Copy the full set of lines exactly as given.

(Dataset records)
#####
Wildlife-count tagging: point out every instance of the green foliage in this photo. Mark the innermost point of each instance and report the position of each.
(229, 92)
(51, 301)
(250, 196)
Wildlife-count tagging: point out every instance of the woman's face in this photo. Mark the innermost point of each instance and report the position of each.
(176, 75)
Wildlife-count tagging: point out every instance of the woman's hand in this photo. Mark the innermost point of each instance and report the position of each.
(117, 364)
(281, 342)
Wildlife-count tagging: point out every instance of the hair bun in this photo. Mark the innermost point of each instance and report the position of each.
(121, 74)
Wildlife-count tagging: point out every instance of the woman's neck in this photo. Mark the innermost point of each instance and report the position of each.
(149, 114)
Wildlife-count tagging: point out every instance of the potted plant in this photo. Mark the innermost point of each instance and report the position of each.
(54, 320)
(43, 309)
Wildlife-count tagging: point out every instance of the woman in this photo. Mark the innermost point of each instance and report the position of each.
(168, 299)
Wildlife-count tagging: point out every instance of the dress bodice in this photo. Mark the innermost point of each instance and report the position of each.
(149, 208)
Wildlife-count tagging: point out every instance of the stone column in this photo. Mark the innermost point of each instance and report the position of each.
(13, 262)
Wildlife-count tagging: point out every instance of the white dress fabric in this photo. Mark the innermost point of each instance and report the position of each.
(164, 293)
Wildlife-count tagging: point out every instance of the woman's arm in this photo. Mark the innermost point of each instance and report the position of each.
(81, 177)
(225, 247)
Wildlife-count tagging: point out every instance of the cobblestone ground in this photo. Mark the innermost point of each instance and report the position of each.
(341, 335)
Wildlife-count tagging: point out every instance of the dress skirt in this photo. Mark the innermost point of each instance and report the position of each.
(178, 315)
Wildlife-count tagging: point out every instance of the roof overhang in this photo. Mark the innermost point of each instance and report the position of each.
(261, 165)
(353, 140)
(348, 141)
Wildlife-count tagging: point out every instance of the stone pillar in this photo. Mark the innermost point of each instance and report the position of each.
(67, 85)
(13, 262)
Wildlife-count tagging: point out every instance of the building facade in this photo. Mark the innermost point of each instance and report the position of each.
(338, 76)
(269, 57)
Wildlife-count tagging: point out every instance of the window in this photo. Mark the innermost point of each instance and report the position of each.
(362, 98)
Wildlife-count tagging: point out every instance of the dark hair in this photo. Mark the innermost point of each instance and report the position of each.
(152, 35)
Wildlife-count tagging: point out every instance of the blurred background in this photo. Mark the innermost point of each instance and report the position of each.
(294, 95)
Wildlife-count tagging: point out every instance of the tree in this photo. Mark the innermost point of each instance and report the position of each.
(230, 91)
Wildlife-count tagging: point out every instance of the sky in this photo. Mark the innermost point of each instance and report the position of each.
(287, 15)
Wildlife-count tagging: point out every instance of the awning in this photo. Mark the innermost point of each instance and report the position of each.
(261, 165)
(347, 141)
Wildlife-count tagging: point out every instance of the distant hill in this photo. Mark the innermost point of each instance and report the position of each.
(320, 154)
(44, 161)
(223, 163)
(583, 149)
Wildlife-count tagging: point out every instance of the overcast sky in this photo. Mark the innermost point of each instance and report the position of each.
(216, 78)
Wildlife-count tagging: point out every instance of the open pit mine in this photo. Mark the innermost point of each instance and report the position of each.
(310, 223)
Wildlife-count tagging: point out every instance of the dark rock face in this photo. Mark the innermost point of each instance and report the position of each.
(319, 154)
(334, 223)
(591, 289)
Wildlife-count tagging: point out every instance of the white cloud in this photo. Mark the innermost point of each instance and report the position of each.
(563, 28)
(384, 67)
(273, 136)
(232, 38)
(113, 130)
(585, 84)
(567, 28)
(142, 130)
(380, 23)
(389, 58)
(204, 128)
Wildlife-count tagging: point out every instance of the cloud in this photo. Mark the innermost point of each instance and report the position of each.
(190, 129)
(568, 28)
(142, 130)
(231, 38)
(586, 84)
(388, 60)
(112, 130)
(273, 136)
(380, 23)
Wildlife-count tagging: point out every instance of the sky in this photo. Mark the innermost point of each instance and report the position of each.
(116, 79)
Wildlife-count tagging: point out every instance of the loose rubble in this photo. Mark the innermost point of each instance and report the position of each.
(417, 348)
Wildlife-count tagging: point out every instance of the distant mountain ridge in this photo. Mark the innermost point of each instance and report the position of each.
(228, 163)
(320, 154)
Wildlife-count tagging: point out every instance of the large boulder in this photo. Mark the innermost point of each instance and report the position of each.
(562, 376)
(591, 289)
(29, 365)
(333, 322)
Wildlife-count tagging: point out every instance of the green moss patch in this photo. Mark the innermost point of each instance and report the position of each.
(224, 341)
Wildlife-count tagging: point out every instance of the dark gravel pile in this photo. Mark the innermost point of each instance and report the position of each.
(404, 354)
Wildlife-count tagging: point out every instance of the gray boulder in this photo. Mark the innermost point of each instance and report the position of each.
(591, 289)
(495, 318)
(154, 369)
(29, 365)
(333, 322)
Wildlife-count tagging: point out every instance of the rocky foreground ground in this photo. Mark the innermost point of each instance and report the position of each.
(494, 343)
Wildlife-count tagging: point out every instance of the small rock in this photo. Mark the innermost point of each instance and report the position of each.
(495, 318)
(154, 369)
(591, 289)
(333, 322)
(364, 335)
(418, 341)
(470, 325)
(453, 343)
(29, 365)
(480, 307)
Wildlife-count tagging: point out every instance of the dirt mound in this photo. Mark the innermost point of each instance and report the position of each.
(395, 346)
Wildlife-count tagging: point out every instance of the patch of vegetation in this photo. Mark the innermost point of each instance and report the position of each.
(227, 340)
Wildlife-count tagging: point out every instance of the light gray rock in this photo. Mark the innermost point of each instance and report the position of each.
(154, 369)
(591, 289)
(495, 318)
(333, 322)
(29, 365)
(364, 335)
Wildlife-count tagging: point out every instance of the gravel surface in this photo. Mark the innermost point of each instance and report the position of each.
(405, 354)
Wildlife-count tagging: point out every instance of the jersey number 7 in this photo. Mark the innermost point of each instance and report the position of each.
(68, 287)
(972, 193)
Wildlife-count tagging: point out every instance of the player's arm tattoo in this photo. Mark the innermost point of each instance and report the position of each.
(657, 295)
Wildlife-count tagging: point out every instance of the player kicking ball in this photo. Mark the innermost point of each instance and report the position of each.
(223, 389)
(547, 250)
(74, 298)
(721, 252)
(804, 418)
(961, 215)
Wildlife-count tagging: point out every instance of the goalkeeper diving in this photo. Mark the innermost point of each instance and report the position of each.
#####
▶ _Expected answer_
Wildlife-count tagging: point out every instance of the green foliage in this photo. Mark the innermost point of each instance and report the position of each.
(229, 92)
(51, 301)
(250, 196)
Wildlife-count tagging: point out every instance of the woman's face in this photo. Mark the innermost point of each instance and report the position of each.
(176, 75)
Wildlife-count tagging: point out every instance of the woman's hand in this photo. Mark the innermost point of each instance and report the position of each.
(117, 364)
(281, 342)
Wildlife-count tagging: point out every instance of the hair bun in this photo. Mark the innermost point of each instance and report the position of each.
(121, 74)
Wildlife-count tagging: point out every instance of the woman's neck in this photo. Mark the innermost point of each instance and report the position of each.
(149, 114)
Wildlife-count tagging: point out every instance of the potted plant in this photo. Mark the innermost point of each instance and report the position of each.
(54, 320)
(43, 309)
Wildlife-count tagging: point out every instance of the woman in this photo. Mark the innermost point of each instance and report the position of each.
(168, 299)
Wildlife-count tagging: point out every instance of the dress bodice in this photo. Mark the innermost point of each instance and report the position of each.
(149, 208)
Wildlife-count tagging: point out every instance of the stone column in this photo. Mark the innermost point of each instance and report the position of each.
(13, 262)
Wildlife-count tagging: point out every instance of the white dress fabric in this photo. Mark the innermost point of each instance and report the position of each.
(164, 293)
Wildlife-count tagging: point out every instance of the woman's arm in this photo. Mark the innermost point of each instance and report the position of each.
(81, 177)
(225, 247)
Wildlife-count tagging: point out every instance of the cobblestone ground in this photo. Mark the innermost point of each instance and report the position of each.
(341, 335)
Wildlife-count tagging: point out every instance of the dress skirt in this photo. Mark the innermost point of each instance and report the position of each.
(178, 315)
Wildlife-count tagging: point out every instance of the roof overhang in this photo. Mark the innermost point of each instance and report the position of each.
(261, 165)
(353, 140)
(348, 141)
Wildlife-count tagging: point out every instance of the stone pillar in this photo. Mark the innermost point of each instance and report the position of each.
(67, 85)
(13, 262)
Wildlife-count tagging: point out every instance of the building facade in this photo. Mark the innermost point of each instance and report the position of each.
(338, 76)
(269, 57)
Wildlife-count tagging: point out every instance of the window in this photo. Mark the innermost point of each instance and report the position of each.
(362, 98)
Wildlife-count tagging: point out every instance of the dark hair in this photo. Mark the innermost point of each instance and report the position of each.
(152, 35)
Wildlife-count tagging: point out every instance of the blurred background in this photo. Mark the innermost point of each instance and report the position of each.
(294, 95)
Wildlife-count tagging: point out every instance of the tree in this photo. Mark the innermost point of each instance and report the position of each.
(230, 91)
Wildlife-count tagging: point out every instance of the sky in this photo. Mark the innermost point of each instance and report the position of each.
(287, 15)
Wildlife-count tagging: point out every instance of the awning in this photo. Mark the innermost point of each instance and report the position of each.
(261, 165)
(347, 141)
Wildlife-count tagging: point out every instance of the distant hill in this photo. Mark the innermost point of each instance and report the position of each.
(320, 154)
(44, 161)
(223, 163)
(583, 149)
Wildlife-count tagging: point out every instance of the overcast sky in this photo. Mark the innermost point of each instance and report the position of each.
(216, 78)
Wildlife-count tagging: point out every instance of the open pit mine in this photo. Mark the innermost point of each instance and report the position of each.
(310, 223)
Wildlife-count tagging: point out every instance of the dark rock face in this photo. Mark the innermost point of each instance and report the position of each.
(319, 154)
(334, 223)
(591, 289)
Wildlife-count tagging: point out every instance of the white cloud in this photo. Mark the innermost point of each instance and report the position of each.
(563, 28)
(384, 67)
(273, 136)
(232, 38)
(113, 130)
(585, 84)
(567, 28)
(142, 130)
(380, 23)
(389, 58)
(204, 128)
Wildlife-count tagging: point out every instance of the cloud in this photo. Mark the innermost point of each instance and report the position of each.
(190, 129)
(568, 28)
(142, 130)
(231, 38)
(586, 84)
(388, 60)
(112, 130)
(273, 136)
(380, 23)
Wildlife-count tagging: point out every instance of the sky in this photo. Mark the innermost point of each instance and report the position of each.
(116, 79)
Wildlife-count tagging: point out every instance of the loose rubble in this photo. Mark the innermost point of each instance and report the position of each.
(417, 348)
Wildlife-count tagging: point out every instance of the distant mountain ridge in this photo. Mark the innermost point of each instance and report the position of each.
(228, 163)
(320, 154)
Wildlife-count tagging: point out every instance of the large boulder in this photo. Mark the innermost point of each instance and report the position of each.
(562, 376)
(591, 289)
(29, 365)
(333, 322)
Wildlife-count tagging: point out every instance of the green moss patch in this photo. Mark the innermost point of each instance and report the position of each.
(224, 341)
Wildlife-count tagging: point out every instance of the dark gravel pile in this photo. Mark the innermost point of each instance and report the position of each.
(404, 354)
Wildlife-count tagging: point out every instance of the gray boulder in this photo. Mark the innermost point of each instance and report the position of each.
(591, 289)
(495, 318)
(154, 369)
(29, 365)
(333, 322)
Wildlife-count tagging: point out every instance of the rocky foreground ground in this photo. Mark the innermost point of each instance and report the position of each.
(494, 343)
Wildlife-count tagging: point out every instance of the small rock in this photo. Mark the innermost point of each instance and report the position of each.
(495, 318)
(154, 369)
(591, 289)
(333, 322)
(364, 335)
(418, 341)
(470, 325)
(453, 343)
(29, 365)
(480, 307)
Wildlife-count tagging: point out every instance of the dirt mound in this photo. Mark the innermost point of each instance and report the position of each.
(395, 346)
Wildlife-count tagging: point out every instance of the patch of vegetation in this photo. Mark the innermost point of each instance and report the position of each.
(227, 340)
Wildlife-count tagging: point out every instance of the light gray rock in this photo. Mark the innermost point of each instance and report the position of each.
(154, 369)
(591, 289)
(495, 318)
(333, 322)
(29, 365)
(364, 335)
Wildlife-count tagging: point out every instance of the gravel surface in this photo. Mark the innermost point of each instance and report the position of each.
(405, 354)
Wildlife-count tagging: point out every instance of the jersey number 7 in this photo. Mark the innermost point of each instance and report the position of each.
(68, 287)
(972, 193)
Wildlife-count tagging: point out every instance of the player's arm tattoo in this photo. Mark the innermost point of each instance and report the position of each.
(657, 295)
Wildlife-count tagging: point out every instance of the player kicking ball in this photo. Mark the innermost point of each instance and report the position of each.
(223, 389)
(547, 250)
(74, 298)
(721, 252)
(804, 418)
(961, 215)
Wildlife-count tagging: point out every instance of the goalkeeper diving in this photo. Mark the innermost point of each instance and report the position of each.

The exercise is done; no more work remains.